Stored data
--
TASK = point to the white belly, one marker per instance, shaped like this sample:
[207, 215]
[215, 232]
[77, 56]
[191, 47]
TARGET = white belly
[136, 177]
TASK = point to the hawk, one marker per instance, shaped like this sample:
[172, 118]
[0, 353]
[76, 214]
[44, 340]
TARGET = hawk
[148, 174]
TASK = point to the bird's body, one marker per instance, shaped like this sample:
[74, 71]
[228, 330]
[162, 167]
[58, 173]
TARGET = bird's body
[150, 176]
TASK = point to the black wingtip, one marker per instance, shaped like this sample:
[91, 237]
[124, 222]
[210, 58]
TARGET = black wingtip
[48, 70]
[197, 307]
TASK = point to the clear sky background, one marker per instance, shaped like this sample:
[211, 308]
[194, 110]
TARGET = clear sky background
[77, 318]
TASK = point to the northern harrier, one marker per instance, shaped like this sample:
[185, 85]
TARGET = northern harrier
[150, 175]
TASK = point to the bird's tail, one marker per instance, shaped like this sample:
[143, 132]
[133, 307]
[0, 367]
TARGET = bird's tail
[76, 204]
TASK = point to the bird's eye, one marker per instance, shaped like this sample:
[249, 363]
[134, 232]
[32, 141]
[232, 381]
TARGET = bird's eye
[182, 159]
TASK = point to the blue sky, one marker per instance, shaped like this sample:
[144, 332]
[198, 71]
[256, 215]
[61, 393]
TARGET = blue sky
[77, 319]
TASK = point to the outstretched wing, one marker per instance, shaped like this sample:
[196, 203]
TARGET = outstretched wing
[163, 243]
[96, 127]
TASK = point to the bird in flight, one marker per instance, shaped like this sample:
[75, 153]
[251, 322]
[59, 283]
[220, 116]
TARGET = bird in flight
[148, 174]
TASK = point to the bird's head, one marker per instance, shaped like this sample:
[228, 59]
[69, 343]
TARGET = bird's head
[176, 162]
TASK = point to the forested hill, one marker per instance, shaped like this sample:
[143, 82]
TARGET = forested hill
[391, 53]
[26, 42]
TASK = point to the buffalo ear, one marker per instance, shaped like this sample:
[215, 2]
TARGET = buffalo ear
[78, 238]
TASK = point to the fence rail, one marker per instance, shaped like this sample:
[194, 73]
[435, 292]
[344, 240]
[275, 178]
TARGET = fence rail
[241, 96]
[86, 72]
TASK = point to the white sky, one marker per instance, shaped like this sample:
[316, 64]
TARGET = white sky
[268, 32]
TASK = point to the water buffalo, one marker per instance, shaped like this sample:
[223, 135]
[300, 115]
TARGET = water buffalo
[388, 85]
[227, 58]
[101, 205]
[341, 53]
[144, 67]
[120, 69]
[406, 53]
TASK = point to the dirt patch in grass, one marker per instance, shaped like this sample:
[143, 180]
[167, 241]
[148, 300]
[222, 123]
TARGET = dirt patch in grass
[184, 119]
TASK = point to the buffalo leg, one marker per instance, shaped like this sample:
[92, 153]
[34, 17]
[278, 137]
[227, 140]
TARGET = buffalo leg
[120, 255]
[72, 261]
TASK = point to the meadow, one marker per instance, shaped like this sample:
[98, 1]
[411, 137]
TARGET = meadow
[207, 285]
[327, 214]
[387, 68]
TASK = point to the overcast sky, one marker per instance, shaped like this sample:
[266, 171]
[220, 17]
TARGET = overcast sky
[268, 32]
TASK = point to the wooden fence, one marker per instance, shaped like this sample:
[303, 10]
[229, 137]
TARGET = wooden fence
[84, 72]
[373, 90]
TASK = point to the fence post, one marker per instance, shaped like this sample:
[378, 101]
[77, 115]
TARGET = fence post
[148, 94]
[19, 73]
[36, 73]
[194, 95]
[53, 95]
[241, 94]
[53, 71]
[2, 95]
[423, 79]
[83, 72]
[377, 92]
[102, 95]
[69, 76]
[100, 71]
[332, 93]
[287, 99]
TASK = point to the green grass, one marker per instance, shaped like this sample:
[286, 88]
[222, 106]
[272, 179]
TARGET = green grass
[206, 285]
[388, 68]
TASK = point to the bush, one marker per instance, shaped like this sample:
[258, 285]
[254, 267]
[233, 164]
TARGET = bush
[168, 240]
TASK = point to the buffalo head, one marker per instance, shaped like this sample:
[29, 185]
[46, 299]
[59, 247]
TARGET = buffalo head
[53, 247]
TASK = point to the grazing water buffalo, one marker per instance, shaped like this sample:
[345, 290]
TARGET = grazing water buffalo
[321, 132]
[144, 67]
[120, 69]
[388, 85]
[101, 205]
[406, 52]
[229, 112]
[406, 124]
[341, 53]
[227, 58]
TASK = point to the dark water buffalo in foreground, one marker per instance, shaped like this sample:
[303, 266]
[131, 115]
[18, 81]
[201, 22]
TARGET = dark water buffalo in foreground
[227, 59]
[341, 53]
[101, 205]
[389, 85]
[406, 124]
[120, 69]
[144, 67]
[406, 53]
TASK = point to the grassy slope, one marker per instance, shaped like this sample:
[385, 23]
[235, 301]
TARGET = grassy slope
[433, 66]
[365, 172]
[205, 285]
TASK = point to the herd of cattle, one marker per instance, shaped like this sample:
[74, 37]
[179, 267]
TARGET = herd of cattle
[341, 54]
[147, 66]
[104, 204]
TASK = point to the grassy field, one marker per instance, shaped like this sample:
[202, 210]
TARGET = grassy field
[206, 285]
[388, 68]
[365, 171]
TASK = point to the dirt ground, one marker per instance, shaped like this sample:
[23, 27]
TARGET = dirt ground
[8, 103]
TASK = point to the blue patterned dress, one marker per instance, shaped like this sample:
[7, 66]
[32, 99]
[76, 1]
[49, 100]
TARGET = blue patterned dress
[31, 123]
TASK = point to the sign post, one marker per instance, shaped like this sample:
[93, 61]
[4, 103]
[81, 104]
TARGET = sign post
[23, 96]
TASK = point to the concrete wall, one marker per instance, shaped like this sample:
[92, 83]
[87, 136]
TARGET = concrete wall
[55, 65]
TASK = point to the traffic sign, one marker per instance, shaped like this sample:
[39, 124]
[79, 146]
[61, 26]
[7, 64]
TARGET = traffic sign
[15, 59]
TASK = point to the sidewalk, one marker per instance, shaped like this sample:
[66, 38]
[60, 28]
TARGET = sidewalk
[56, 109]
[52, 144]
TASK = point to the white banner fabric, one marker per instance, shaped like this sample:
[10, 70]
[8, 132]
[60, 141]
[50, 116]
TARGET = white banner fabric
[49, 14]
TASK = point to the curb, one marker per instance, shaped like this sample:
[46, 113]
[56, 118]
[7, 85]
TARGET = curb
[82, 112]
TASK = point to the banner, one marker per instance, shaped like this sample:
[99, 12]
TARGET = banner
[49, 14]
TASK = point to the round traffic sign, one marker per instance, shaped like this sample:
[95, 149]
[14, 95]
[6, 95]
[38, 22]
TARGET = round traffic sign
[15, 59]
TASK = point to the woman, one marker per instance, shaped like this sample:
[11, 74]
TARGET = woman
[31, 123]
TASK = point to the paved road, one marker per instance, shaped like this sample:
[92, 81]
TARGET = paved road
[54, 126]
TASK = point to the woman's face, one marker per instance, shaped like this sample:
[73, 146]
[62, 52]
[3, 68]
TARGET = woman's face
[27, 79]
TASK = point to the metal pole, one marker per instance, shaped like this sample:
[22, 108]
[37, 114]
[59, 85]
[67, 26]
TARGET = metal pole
--
What is being asked
Copy every record again, keeping each word unchanged.

Reply
TASK = point to the white belly, one marker per instance, shaped like this sample:
[207, 215]
[215, 232]
[77, 56]
[191, 47]
TARGET = white belly
[136, 177]
TASK = point to the hawk, one marker per instance, shaped like this sample:
[172, 118]
[0, 353]
[76, 214]
[44, 340]
TARGET = hawk
[148, 174]
TASK = point to the bird's body, one marker per instance, shaped like this sample:
[74, 71]
[228, 330]
[162, 167]
[58, 173]
TARGET = bird's body
[150, 176]
TASK = point to the black wingtip, one marker per instance, shaped like this sample:
[91, 237]
[124, 222]
[210, 58]
TARGET = black wingtip
[48, 70]
[197, 307]
TASK = point to the clear sky background, one marker per instance, shaped like this sample:
[211, 308]
[194, 110]
TARGET = clear sky background
[77, 318]
TASK = point to the northern harrier, one marker per instance, shaped like this sample:
[185, 85]
TARGET = northern harrier
[150, 175]
TASK = point to the bird's tail, one marker per instance, shaped like this sample:
[143, 132]
[133, 307]
[0, 367]
TARGET = bird's tail
[76, 204]
TASK = point to the bird's eye, one marker per instance, shaped like this sample:
[249, 363]
[134, 232]
[32, 141]
[232, 381]
TARGET = bird's eye
[182, 159]
TASK = point to the blue sky, one marker per instance, shaped like this sample:
[144, 332]
[198, 71]
[256, 215]
[61, 393]
TARGET = blue sky
[77, 319]
TASK = point to the outstretched wing, one marker per instance, shaped like this sample:
[196, 203]
TARGET = outstretched wing
[163, 243]
[96, 127]
TASK = point to the bird in flight, one marker per instance, shaped like this sample:
[75, 153]
[251, 322]
[59, 283]
[220, 116]
TARGET = bird in flight
[148, 174]
TASK = point to the bird's head, one marker per instance, shaped like this sample:
[228, 59]
[69, 343]
TARGET = bird's head
[176, 162]
TASK = point to the forested hill, one marker per instance, shaped like this sample:
[143, 82]
TARGET = forested hill
[391, 53]
[26, 42]
TASK = point to the buffalo ear, one marker per instance, shaped like this sample:
[215, 2]
TARGET = buffalo ear
[78, 238]
TASK = point to the fence rail, one marker per instance, shaped like this sample:
[194, 73]
[435, 292]
[344, 240]
[275, 178]
TARGET = fence rail
[241, 96]
[86, 72]
TASK = point to the white sky, one marker per instance, shaped like this sample:
[316, 64]
TARGET = white sky
[268, 32]
TASK = point to the water buffalo, one marker per instance, shaped like this sample:
[223, 135]
[300, 115]
TARGET = water buffalo
[388, 85]
[227, 58]
[101, 205]
[341, 53]
[144, 67]
[120, 69]
[406, 53]
TASK = point to the dirt patch in grass, one marker per instance, shaped like this sample:
[143, 180]
[167, 241]
[148, 300]
[222, 123]
TARGET = dirt patch in grass
[184, 119]
TASK = point to the buffalo leg, one marker per instance, shaped like this sample:
[92, 153]
[34, 17]
[278, 137]
[227, 140]
TARGET = buffalo leg
[120, 255]
[72, 261]
TASK = point to the meadow, one marker per instance, shaped like this sample:
[98, 1]
[411, 137]
TARGET = meadow
[207, 285]
[327, 214]
[387, 68]
TASK = point to the overcast sky, one marker per instance, shaped like this sample:
[266, 171]
[220, 17]
TARGET = overcast sky
[268, 32]
TASK = point to the wooden fence, one marker per instance, shaped like this sample:
[303, 10]
[229, 137]
TARGET = wooden fence
[84, 72]
[373, 90]
TASK = point to the fence post, one marker per instance, shaped like this sample:
[378, 101]
[77, 115]
TARGET = fence post
[148, 94]
[19, 73]
[36, 73]
[194, 95]
[53, 95]
[241, 94]
[53, 71]
[2, 95]
[423, 79]
[83, 72]
[377, 92]
[102, 95]
[69, 76]
[100, 71]
[332, 93]
[287, 99]
TASK = point to the green grass, one marker per instance, shaped like this sample:
[286, 88]
[222, 106]
[272, 179]
TARGET = green grass
[206, 285]
[388, 68]
TASK = point to the bush, one marker per instance, shaped like this sample:
[258, 285]
[254, 267]
[233, 164]
TARGET = bush
[168, 240]
TASK = point to the buffalo head, one marker per instance, shaped like this sample:
[29, 185]
[46, 299]
[59, 247]
TARGET = buffalo head
[53, 247]
TASK = point to the grazing water buffalo, one marker per instance, shaped like this sample:
[345, 290]
TARGET = grazing water buffalo
[321, 132]
[144, 67]
[120, 69]
[388, 85]
[101, 205]
[406, 52]
[229, 112]
[406, 124]
[341, 53]
[227, 58]
TASK = point to the dark water buffalo in foreground, one marker per instance, shaped like this sample:
[303, 266]
[131, 115]
[18, 81]
[201, 22]
TARGET = dark water buffalo in foreground
[227, 59]
[341, 53]
[101, 205]
[389, 85]
[406, 124]
[120, 69]
[144, 67]
[406, 53]
TASK = point to the grassy slope, one marker per instance, shaped like this sample:
[385, 23]
[235, 301]
TARGET = grassy slope
[433, 66]
[365, 172]
[205, 285]
TASK = point to the herd of cattle, one marker per instance, shaped like this sample:
[74, 37]
[179, 267]
TARGET = herd of cattle
[341, 54]
[147, 66]
[104, 204]
TASK = point to the grassy field, one marker per instance, shaped like this sample:
[202, 210]
TARGET = grassy field
[206, 285]
[388, 68]
[365, 171]
TASK = point to the dirt ground, one marker per instance, shaped like this sample:
[23, 27]
TARGET = dirt ground
[8, 103]
TASK = point to the blue patterned dress, one marker per instance, shaped like this sample:
[7, 66]
[32, 99]
[76, 1]
[49, 100]
TARGET = blue patterned dress
[31, 123]
TASK = point to the sign post, one marker per instance, shaped like this sample:
[93, 61]
[4, 103]
[81, 104]
TARGET = sign post
[23, 96]
TASK = point to the concrete wall, one marker per instance, shaped like this sample:
[92, 83]
[87, 136]
TARGET = concrete wall
[55, 65]
TASK = point to the traffic sign, one marker per instance, shaped like this sample:
[39, 124]
[79, 146]
[61, 26]
[7, 64]
TARGET = traffic sign
[15, 59]
TASK = point to the sidewalk, one marker per instance, shaped like this sample:
[66, 38]
[60, 28]
TARGET = sidewalk
[56, 109]
[52, 144]
TASK = point to the white banner fabric, one marker per instance, shaped like this sample:
[10, 70]
[8, 132]
[60, 141]
[50, 116]
TARGET = white banner fabric
[49, 14]
TASK = point to the curb, one marker per instance, shaped like this sample:
[46, 113]
[56, 118]
[7, 85]
TARGET = curb
[82, 112]
TASK = point to the banner, one marker per instance, shaped like this sample:
[99, 12]
TARGET = banner
[49, 14]
TASK = point to the round traffic sign, one marker per instance, shaped like this sample:
[95, 149]
[14, 95]
[6, 95]
[38, 22]
TARGET = round traffic sign
[15, 59]
TASK = point to the woman, one marker per instance, shaped like this sample:
[11, 74]
TARGET = woman
[31, 123]
TASK = point to the paved road, one marker per instance, shaped like this sample:
[92, 81]
TARGET = paved road
[54, 126]
TASK = point to the woman's face, one marker per instance, shaped like this sample:
[73, 146]
[62, 52]
[3, 68]
TARGET = woman's face
[27, 79]
TASK = point to the metal pole, one marker per instance, shaped like this sample:
[22, 108]
[37, 114]
[59, 85]
[67, 26]
TARGET = metal pole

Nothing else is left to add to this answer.